### WHAT NEEDS TO BE DONE
Copy every item below word for word, but leave the pictures out.

### MATERIAL SHOWN
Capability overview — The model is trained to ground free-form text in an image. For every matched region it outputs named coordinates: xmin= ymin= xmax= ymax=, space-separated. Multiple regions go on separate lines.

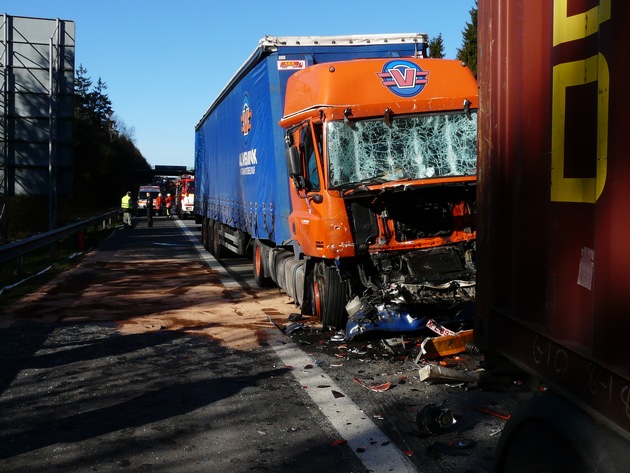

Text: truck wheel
xmin=201 ymin=217 xmax=210 ymax=251
xmin=499 ymin=419 xmax=594 ymax=473
xmin=253 ymin=239 xmax=273 ymax=287
xmin=210 ymin=222 xmax=227 ymax=259
xmin=312 ymin=262 xmax=348 ymax=329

### REPLY TO THE EXERCISE
Capability overview — The model is trained to ground free-form text in an image. For every matched region it outputs named coordinates: xmin= ymin= xmax= ymax=, space-separated. Multiple regions go on separate lines.


Text: truck wheel
xmin=201 ymin=217 xmax=210 ymax=251
xmin=499 ymin=419 xmax=594 ymax=473
xmin=253 ymin=239 xmax=273 ymax=287
xmin=210 ymin=222 xmax=227 ymax=259
xmin=312 ymin=262 xmax=348 ymax=329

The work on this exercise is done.